That sounds like it might be a good idea to back out the edk2 change until
libvirt is ready to handle it. It's not much effort to do, effectively
a one-line change to force traditional (9.1-style) behavior.
If you want this please open two bugs against edk2:
* one to turn it off, for 9.2-ga, and
* one to turn it back on, for 9.3 (or 9.2.z),
with a dependency on the libvirt update.
I'm confused about the scope of this bug here. I got it assigned because I started writing the patches to expose the host-phys-bits-limit option in libvirt: https://gitlab.com/libvirt/libvirt/-/issues/450 https://listman.redhat.com/archives/libvir-list/2023-March/238231.html I'm not familiar enough with hypervisor-cpu-baseline to say whether libvirt even has the information needed to calculate the right limit. I filed bug 2176215 for the host-phys-bits knob. The two bugs depending on this, directly and indirectly, have high priority (bug 2174749, bug 2055123). So raising priority for this bug too. Ping. No ITM set yet ... What is the plan for this? I'd like to see this being fixed early in the 9.3 devel cycle so we have enough time handle the depennding bugs and to test this. Ping, ping. Still no ITM set yet ... Well, exposing host-phys-bits-limit option through libvirt is already upstream in libvirt-9.3.0 and will be included in the coming rebase of libvirt for RHEL-9.3.0 (see bug 2176215). The following XML <cpu ...> <maxphysaddr mode='passthrough' limit='39'/> </cpu> translates to host-phys-bits=on,host-phys-bits-limit=39 And the following XML can be used to set host-phys-bits=off: <cpu ...> <maxphysaddr mode="emulate"/> </cpu> So I believe that BZ should be enough for the two bugs from comment #51. Maybe they should actually depend on bug 2176215 rather than this one? What do you think Gerd? So the question is what this BZ is supposed to be about. The hypervisor-cpu-baseline command (or the corresponding API) provides a single CPU model and features for a given set of host CPU models, but it focuses on the common set of CPU features because the input data from domcapabilities XML does not provide anything else. We could perhaps add the host-phys-bits info in a some way there (I think it should be doable, but I haven't checked for sure) and output the lowest value in the returned baseline CPU definition, if this is what is requested by this BZ. Or should we just document how to get the correct value from host capabilities XML where it should already be reported? > So the question is what this BZ is supposed to be about.

········

Exercise requirements →
Answer these questions from the bug discussion:
(a) How many bugs against edk2 are requested if the change is to be backed out?
(b) In which libvirt release is the host-phys-bits-limit option already upstream?
(c) What setting does the XML with maxphysaddr mode="emulate" produce?

Data provided →
········

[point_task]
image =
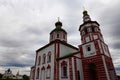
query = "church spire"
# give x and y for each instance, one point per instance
(58, 33)
(86, 17)
(58, 24)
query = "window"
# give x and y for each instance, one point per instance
(88, 48)
(93, 29)
(64, 69)
(51, 36)
(48, 72)
(57, 35)
(63, 36)
(43, 73)
(39, 60)
(44, 56)
(37, 73)
(49, 57)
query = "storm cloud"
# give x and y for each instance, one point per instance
(25, 26)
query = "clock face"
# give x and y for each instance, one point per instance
(89, 49)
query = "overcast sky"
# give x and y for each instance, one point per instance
(25, 26)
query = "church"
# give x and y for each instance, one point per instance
(59, 60)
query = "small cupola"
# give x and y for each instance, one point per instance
(58, 33)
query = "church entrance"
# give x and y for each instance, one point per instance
(92, 71)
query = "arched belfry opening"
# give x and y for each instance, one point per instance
(92, 70)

········

Solution to the exercise →
(a) Two.
(b) libvirt-9.3.0.
(c) host-phys-bits=off.